Our study provides architectural, histological, and molecular evidence for the early deterioration of bone tissue in the SOD1(G93A) mouse model of ALS associated with the accelerated appearance of a senescent phenotype in osteoblasts, reversible upon BMP stimulation. The combination of transcriptomes from bulk RNA from bones and of the transcriptome of long-term in vitro osteoblast culture suggests that sensitivity to osteogenic pathways, such as Wnt, BMP, and Notch, may be intrinsically altered in SOD1 osteoblasts in association with the occurrence of osteoblast senescence and unfolded protein response. These findings support the possibility of a cell-autonomous involvement of bone cells, associated with, but not necessarily dependent on, the muscle denervation and atrophy.

Our results are largely in agreement with what was previously reported (16, 17, 51), and provide further evidence beyond existing datasets of an earlier than expected bone involvement in SOD1 ALS. Zhu et al. (16) used the same SOD1(G93A) model and reported reduced trabecular and cortical bone, impaired osteoblast function, and increased osteoclastogenesis in 4-month-old mice with advanced muscle atrophy. At the symptomatic stage (P110), we observe similar changes, including trabecular loss, cortical thinning, loss of osteoblasts, and increased osteoclast activity. The main difference between the two studies concerns the presymptomatic stage. Both groups used high-resolution micro-CT, but different scanners, fixation protocols, and analysis workflows were applied (ethanol-fixed Scanco scans in Zhu et al. versus paraformaldehyde-fixed Skyscan scans with calibrated, threshold-based analysis in our study). Such differences can influence the sensitivity to detect early trabecular alterations.

==============================

[EXERCISE REQUIREMENTS]
The passage on bone deterioration in the SOD1(G93A) mouse model reports observations at the symptomatic stage (P110). List every change it gives for that stage.

==============================

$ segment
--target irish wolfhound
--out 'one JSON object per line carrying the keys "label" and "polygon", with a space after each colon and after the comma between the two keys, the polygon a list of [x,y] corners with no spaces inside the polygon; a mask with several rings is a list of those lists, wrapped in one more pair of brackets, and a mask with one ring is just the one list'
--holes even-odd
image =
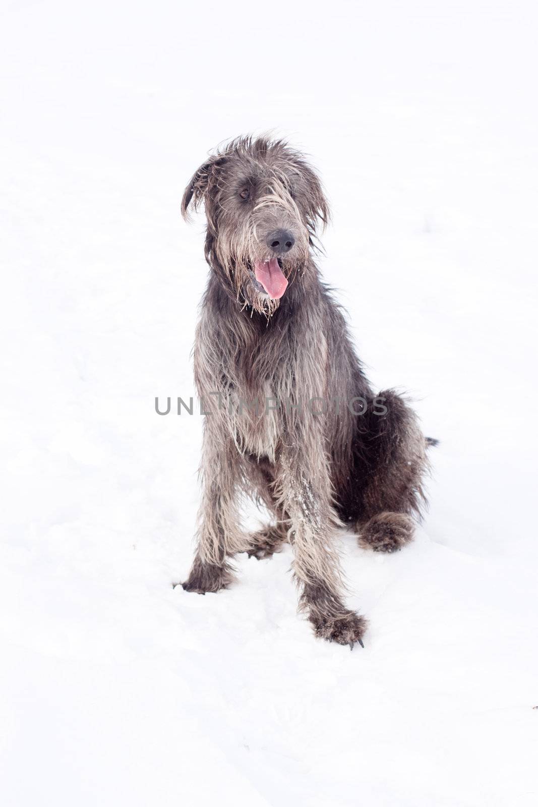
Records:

==============================

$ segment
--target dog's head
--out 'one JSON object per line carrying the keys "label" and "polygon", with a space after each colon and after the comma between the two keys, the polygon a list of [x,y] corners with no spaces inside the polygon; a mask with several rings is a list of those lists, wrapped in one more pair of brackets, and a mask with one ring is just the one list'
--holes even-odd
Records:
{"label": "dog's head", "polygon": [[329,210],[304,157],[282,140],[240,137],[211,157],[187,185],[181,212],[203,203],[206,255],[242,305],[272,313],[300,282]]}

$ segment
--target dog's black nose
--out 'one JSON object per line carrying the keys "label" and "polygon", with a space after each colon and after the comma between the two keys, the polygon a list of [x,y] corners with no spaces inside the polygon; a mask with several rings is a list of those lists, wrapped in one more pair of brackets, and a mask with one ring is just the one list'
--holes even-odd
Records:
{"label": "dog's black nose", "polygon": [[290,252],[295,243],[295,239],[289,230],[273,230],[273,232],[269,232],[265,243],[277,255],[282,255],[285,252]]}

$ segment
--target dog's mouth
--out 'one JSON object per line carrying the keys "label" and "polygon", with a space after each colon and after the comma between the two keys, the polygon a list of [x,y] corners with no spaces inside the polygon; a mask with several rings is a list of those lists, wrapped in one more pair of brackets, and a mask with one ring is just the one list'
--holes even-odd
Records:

==============================

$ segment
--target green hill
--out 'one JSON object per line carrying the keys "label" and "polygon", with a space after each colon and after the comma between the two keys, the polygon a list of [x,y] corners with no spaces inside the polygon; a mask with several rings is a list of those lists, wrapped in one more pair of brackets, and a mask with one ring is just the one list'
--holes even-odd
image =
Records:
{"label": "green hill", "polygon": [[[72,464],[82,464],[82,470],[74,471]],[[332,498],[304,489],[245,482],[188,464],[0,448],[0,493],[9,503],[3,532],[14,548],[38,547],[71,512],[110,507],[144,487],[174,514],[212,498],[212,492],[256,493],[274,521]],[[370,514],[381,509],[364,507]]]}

==============================

[EXERCISE OUTPUT]
- Trabecular loss
- Cortical thinning
- Loss of osteoblasts
- Increased osteoclast activity